**Supplied passage:**
** Begin **

3EX-10.(L) AMENDMENT TO DEFERRED COMPENSATION PLAN

 

Exhibit 10(l)

AMENDMENT NUMBER ONE TO THE

DEFERRED COMPENSATION PLAN FOR

COMPASS BANCSHARES, INC.

AS AMENDED AND RESTATED AS OF JANUARY 1, 2005

     The Deferred Compensation Plan for Compass Bancshares, Inc. as amended and restated as of
January 1, 2005 (the “Plan”) is hereby amended as follows:

     1. Effective upon and subject to the consummation of the share exchange described in that
certain Transaction Agreement entered into by and between Banco Bilbao Vizcaya Argentaria, S.A.
(“BBVA”) and Compass Bancshares, Inc. dated as of February 16, 2007 (the “Share Exchange”), the
Plan shall thereafter be titled and known as the “Compass Deferred Compensation Plan.”

** End **

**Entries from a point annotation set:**
** Begin **

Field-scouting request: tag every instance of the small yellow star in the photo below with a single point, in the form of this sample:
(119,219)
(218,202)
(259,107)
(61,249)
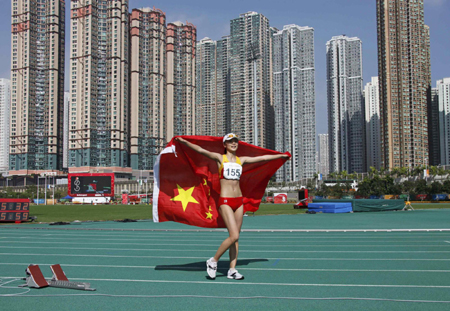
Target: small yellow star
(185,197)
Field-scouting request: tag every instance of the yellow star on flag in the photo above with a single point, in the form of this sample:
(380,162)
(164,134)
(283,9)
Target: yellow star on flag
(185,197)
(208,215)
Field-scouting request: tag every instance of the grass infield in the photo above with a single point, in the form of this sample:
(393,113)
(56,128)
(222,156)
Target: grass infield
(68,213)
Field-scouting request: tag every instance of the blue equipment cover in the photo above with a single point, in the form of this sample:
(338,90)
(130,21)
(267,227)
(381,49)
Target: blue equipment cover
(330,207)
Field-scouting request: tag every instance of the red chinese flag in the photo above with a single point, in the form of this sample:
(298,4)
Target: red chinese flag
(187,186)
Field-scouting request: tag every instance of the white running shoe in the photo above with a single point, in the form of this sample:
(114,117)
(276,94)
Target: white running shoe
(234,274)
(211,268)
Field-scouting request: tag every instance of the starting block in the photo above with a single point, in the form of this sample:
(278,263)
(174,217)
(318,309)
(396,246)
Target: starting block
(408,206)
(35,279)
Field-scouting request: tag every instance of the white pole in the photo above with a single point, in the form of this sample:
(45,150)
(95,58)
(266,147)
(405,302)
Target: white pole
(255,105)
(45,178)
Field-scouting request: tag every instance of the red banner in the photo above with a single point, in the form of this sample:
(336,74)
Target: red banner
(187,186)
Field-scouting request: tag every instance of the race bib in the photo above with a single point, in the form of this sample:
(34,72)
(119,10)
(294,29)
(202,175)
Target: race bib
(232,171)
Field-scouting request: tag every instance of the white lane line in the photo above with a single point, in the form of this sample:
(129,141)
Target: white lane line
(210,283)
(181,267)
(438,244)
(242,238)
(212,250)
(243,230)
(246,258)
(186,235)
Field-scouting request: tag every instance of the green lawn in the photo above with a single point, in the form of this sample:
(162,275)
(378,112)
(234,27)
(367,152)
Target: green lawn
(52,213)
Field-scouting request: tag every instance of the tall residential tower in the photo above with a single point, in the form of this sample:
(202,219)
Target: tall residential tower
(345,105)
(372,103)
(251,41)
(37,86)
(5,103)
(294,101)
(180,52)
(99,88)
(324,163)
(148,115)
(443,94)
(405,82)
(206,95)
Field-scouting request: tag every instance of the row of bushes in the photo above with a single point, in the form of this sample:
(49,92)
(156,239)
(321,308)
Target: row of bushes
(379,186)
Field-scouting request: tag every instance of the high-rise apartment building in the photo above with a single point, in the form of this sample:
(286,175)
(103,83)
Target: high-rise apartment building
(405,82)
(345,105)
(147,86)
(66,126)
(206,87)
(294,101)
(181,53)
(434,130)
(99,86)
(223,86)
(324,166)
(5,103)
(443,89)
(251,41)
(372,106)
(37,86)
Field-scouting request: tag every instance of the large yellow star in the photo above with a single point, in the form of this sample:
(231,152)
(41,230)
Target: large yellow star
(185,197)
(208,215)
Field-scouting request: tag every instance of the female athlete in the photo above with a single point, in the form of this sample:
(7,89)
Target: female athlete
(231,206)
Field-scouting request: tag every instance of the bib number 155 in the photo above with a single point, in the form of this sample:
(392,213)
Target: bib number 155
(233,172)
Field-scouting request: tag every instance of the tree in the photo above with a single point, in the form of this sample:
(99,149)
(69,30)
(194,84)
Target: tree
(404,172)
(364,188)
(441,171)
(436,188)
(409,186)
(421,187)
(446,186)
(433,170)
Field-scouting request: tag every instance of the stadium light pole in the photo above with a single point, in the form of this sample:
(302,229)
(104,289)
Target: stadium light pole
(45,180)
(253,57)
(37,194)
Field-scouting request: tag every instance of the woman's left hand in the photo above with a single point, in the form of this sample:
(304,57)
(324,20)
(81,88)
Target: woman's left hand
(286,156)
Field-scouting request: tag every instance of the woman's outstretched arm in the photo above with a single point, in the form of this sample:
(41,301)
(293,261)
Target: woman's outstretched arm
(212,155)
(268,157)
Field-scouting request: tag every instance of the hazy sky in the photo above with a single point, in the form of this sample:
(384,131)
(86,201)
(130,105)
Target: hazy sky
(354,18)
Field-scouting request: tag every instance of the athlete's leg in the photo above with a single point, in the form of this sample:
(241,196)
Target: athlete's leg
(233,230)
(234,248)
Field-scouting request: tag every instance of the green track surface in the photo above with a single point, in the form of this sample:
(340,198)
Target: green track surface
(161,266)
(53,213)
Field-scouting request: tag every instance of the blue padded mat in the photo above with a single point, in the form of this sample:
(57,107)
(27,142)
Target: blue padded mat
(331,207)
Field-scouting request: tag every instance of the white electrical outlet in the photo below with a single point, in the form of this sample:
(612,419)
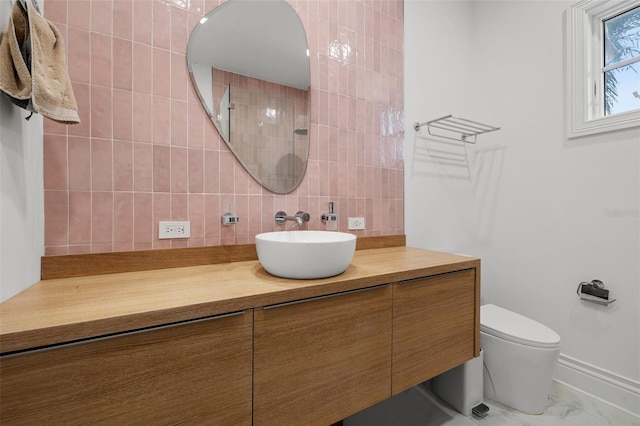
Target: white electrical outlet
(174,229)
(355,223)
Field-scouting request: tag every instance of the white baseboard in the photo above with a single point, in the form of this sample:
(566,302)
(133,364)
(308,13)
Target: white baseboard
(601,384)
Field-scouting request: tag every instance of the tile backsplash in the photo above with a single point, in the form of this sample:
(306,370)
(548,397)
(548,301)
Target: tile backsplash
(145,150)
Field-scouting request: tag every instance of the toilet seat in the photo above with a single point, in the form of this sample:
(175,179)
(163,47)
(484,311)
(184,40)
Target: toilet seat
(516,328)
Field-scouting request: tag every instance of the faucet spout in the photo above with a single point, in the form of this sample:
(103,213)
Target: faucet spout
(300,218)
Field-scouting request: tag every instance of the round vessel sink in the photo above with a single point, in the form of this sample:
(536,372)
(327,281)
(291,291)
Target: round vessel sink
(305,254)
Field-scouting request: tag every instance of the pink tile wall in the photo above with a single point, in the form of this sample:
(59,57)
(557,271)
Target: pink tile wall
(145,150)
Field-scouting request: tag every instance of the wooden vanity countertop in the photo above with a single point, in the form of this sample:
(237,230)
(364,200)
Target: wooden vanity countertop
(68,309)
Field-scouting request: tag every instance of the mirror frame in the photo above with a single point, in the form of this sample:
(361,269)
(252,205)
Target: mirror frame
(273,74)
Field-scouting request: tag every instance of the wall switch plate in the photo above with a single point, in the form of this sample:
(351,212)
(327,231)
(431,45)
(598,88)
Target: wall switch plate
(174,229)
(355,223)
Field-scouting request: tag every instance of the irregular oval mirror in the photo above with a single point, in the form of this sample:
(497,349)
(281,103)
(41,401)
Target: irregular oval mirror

** End **

**Problem requirements:** According to the plan amendment, what will the Plan be titled once the Share Exchange is consummated?

**Task result:** Compass Deferred Compensation Plan